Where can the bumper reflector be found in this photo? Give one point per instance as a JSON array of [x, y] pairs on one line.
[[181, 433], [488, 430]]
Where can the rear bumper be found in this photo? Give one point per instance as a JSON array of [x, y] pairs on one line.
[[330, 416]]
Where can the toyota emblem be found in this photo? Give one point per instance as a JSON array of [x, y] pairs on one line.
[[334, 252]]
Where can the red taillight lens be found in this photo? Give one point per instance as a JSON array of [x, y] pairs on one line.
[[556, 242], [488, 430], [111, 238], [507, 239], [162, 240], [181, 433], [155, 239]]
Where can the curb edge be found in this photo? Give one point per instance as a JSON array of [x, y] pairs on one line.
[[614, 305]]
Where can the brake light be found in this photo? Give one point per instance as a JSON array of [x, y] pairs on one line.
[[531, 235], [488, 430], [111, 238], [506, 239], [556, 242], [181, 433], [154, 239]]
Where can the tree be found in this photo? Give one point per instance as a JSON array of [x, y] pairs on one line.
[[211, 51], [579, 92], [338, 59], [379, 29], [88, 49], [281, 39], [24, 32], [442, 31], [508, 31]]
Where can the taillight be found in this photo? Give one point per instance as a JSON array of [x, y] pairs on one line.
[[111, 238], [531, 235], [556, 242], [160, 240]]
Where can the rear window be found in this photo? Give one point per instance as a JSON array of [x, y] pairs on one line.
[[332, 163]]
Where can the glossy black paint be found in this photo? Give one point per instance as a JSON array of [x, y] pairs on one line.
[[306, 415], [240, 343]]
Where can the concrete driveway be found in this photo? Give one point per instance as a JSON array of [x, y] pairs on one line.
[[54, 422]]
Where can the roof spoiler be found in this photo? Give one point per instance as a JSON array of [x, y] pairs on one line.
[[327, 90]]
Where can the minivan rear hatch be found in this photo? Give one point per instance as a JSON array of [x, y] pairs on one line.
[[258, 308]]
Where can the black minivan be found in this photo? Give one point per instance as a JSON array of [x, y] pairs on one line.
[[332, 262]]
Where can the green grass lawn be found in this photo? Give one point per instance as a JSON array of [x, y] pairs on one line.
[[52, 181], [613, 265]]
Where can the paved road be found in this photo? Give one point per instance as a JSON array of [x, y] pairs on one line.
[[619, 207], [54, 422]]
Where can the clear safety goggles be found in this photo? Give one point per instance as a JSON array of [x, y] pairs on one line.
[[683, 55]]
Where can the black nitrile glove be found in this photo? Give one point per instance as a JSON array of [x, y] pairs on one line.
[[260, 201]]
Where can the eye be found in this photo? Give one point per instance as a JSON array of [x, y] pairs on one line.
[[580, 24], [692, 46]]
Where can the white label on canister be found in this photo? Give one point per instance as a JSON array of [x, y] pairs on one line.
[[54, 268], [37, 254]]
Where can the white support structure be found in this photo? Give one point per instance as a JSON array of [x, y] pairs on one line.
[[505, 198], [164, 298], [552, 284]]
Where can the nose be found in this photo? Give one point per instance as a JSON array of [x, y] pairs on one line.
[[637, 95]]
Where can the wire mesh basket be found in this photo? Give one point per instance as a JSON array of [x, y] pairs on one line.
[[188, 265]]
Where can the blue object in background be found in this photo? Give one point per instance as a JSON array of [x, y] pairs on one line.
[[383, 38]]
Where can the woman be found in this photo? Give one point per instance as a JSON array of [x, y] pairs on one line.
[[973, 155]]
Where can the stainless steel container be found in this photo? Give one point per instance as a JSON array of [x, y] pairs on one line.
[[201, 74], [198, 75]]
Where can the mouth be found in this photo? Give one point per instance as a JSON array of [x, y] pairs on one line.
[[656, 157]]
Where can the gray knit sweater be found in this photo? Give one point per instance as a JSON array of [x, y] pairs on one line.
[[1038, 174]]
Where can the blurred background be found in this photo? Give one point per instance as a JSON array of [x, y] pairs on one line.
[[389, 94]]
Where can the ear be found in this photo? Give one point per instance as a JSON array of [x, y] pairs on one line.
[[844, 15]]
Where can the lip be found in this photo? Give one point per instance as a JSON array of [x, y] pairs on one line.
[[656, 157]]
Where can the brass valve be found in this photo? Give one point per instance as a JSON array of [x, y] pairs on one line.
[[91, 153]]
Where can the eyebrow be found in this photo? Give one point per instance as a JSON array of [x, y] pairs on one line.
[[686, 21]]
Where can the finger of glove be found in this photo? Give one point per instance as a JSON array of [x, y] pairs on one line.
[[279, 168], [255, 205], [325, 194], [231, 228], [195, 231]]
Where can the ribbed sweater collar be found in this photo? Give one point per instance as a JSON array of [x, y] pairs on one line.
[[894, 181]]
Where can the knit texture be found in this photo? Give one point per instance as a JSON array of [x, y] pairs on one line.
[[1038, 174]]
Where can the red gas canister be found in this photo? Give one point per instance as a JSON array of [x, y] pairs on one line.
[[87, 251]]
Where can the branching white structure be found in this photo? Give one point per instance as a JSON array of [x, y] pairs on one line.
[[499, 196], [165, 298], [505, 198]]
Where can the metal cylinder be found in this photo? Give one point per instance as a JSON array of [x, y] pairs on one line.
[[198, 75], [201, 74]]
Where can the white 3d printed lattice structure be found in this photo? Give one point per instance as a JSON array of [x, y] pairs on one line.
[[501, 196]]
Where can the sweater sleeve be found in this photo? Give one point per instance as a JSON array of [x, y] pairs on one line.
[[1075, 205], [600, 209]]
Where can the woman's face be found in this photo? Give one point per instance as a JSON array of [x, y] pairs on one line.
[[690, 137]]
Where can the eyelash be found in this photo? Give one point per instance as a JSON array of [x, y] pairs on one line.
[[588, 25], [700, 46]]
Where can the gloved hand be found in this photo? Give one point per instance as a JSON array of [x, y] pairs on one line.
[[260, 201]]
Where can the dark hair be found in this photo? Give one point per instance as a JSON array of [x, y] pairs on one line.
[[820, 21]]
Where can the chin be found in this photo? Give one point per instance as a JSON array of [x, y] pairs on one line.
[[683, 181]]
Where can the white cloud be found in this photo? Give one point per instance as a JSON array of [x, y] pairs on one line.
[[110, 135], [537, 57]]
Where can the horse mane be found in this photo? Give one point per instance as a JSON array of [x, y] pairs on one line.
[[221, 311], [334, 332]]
______________________________
■ Task details: Rewrite the lines above as a two-column CSV with the header row text,points and one row per pair of lines, with the wording in text and the point list that follows it in points. Put each value in a single double-quoted field, with any line breaks turned into spaces.

■ Response:
text,points
"Where can the bumper reflector be found in this photo? Give one point per instance as a JSON array of [x, y] pairs on one line.","[[181, 433], [488, 430]]"
"Where can the rear bumper be found in this photo? Give one point per instance as a JSON array of [x, y] pairs on one line.","[[330, 416]]"
"Where can the toyota emblem be found in this photo? Give one point per instance as a JSON array of [x, y] pairs on one line.","[[334, 252]]"
"Where can the red taillight lens be found in this photo? Give one point per instance as a JSON array of [x, y] pairs on one line.","[[556, 242], [488, 430], [111, 238], [507, 239], [162, 240], [181, 433], [155, 239]]"
"Where can the curb edge be found in this photo? Give one point per instance as a JSON array of [x, y] pairs on one line.","[[614, 305]]"
"Where can the brake light be found in this photo? Give one point per instance as a JSON array of [x, y] pairs on one line.","[[531, 235], [488, 430], [111, 238], [506, 239], [556, 242], [181, 433], [154, 239]]"
"Where can the tree be found in this photo? Give one point per instance as a JSON array of [x, y] pairs on one line.","[[211, 51], [579, 92], [338, 59], [379, 29], [88, 49], [281, 39], [24, 32], [442, 31], [508, 31]]"
"Where can the taillight be found in this photo? Give one point per instance as a JSON array of [x, y] pairs on one line.","[[111, 238], [531, 235], [556, 242], [160, 240]]"
"Where can the rear window be found in this photo? Give one point per instance as a JSON array of [x, y] pairs on one line.","[[332, 163]]"
"Where can the glossy black paint be found in this photo? Give one point per instance as a JSON array of [x, y] pairs on one line.","[[306, 415], [240, 343]]"
"Where can the concrete driveway be found in this photo? Give one point per instance as a JSON array of [x, y] pairs on one line.","[[54, 422]]"
"Where can the roof spoiler be found in this photo? Give one point per instance as a JSON array of [x, y] pairs on one line.","[[327, 90]]"
"Where can the minivan rear hatch be found in this photo? Give one point per instance as a JSON array of [x, y] pairs on one line.","[[258, 308]]"
"Where can the black minivan be found in this photo? Give one point per instance as a JSON array of [x, y] pairs on one line.","[[332, 262]]"
"Where can the green grass lawn be found in this photo? Give one point per instance as a JSON array of [x, y] pairs on one line.","[[52, 181], [613, 265]]"
"Where can the paved road be found in this photo? Give one point per instance as a JSON array of [x, y] pairs on one line.","[[619, 207], [54, 422]]"
"Where can the clear safety goggles be found in this photo? Give one point per instance as a JSON array of [x, y] pairs on one line.","[[683, 55]]"
"Where can the black nitrile glove be found in this photo? Give one point per instance as a JSON array of [x, y] pairs on one line.","[[260, 201]]"
"Where can the eye be found in this photo? Give one point per instance as a JSON array of [x, y] pairs on one line.","[[580, 24], [692, 46]]"
"Where can the white label on canister be found in this photo? Give one point per instance as a JSON array of [x, y] pairs on one line.","[[54, 268], [37, 254]]"
"Where can the white support structure be found in this photo? Give one point per instance as a JSON array of [x, y] pairs on one line.","[[505, 198], [164, 298], [552, 284]]"
"Where can the nose be found in this photo? Give one point per instance as a JSON array of [x, y] pairs on one line.","[[637, 95]]"
"Where can the wire mesh basket be found in this photo? Give one point per instance as a JSON array of [x, y] pairs on one line.","[[188, 265]]"
"Where can the blue object in background be found in this photo? Give one point per instance as a JSON array of [x, y] pairs on one line.","[[383, 38]]"
"Where can the woman be found in this photo? Give one point per instance as a JSON array of [x, y] pairs on one line.","[[973, 155]]"
"Where can the stainless steel container be found in this photo? Give one point per instance as a JSON array of [x, y] pairs on one line.","[[201, 74], [198, 75]]"
"Where can the mouth be found in this photo? Give one point per instance as a JSON array of [x, y] pairs on one line.","[[656, 157]]"
"Where can the gray knit sweater be found in this photo? Give one point per instance as a JSON array of [x, y] pairs on one line.","[[1038, 174]]"
"Where can the blurred background be found in this photo? Give one point per instance as a JSON array of [x, y] pairs on one line.","[[389, 94]]"
"Where can the ear be found in this photo? Give one point per instance as a JSON array of [x, y] pairs on one line.","[[844, 15]]"
"Where can the lip be found in this photo? Give one point per instance as a JSON array of [x, y] pairs on one line.","[[656, 157]]"
"Where can the brass valve be found in this photo? Give one point per instance as a JSON array of [x, y] pairs on one line.","[[91, 153]]"
"Where can the eyebrow be found in this photo? Give one point per instance as a JSON array of [x, y] pairs on one line.","[[686, 21]]"
"Where can the finger of glove be found in this photo? Give one point per instance as a JSON array of [x, y] pairs on one line.","[[279, 168], [255, 205], [325, 194], [231, 228], [195, 231]]"
"Where can the ribbed sweater collar be found in this photo? Give one point per instance as a JSON array of [x, y] pairs on one line.","[[894, 181]]"
"Where can the knit texture be found in this photo? Give one point per instance as a JSON array of [x, y] pairs on one line.","[[1038, 174]]"
"Where can the red gas canister be found in this photo? Give one point per instance as a JSON array of [x, y] pairs on one line.","[[87, 251]]"
"Where can the branching white structure be found in this photo? Give one point per instance as a JSON array of [x, y] pairs on one line.","[[499, 196], [165, 298], [505, 198]]"
"Where can the metal cylinder be found in this photo? Give one point per instance as a JSON array of [x, y] pairs on one line.","[[198, 75], [201, 74]]"
"Where can the white 3d printed lattice structure be found in this photo? Give one point per instance as a JSON array of [x, y] pairs on one line.","[[501, 196]]"
"Where can the sweater sleeve be found in this photo? Give one point per instance as a JSON array of [x, y] pairs on one line.","[[1075, 205], [600, 209]]"
"Where can the woman's face be found in this photo? Give one point per instance as a JSON array of [x, y] pairs on one line.","[[690, 137]]"
"Where can the eyelash be found in this photo? Give one point per instance as a JSON array of [x, y] pairs on one line.","[[588, 25], [700, 46]]"
"Where can the gloved hand be found in this photo? Give one point per instance as a JSON array of [x, y] pairs on one line.","[[260, 201]]"
"Where can the dark hair be found in this photo? Give one point per instance as a JSON array of [x, y] pairs on one line.","[[820, 21]]"
"Where can the chin be found in this photo? Give one point per instance as a JSON array of [x, y] pairs on one line.","[[683, 181]]"
"Where can the white cloud be found in this photo? Give one point per instance as a JSON array of [x, y] pairs on one line.","[[110, 135], [537, 57]]"
"Where can the horse mane be found in this photo? Give one point per instance as a JSON array of [x, y] pairs on one line.","[[221, 311], [334, 332]]"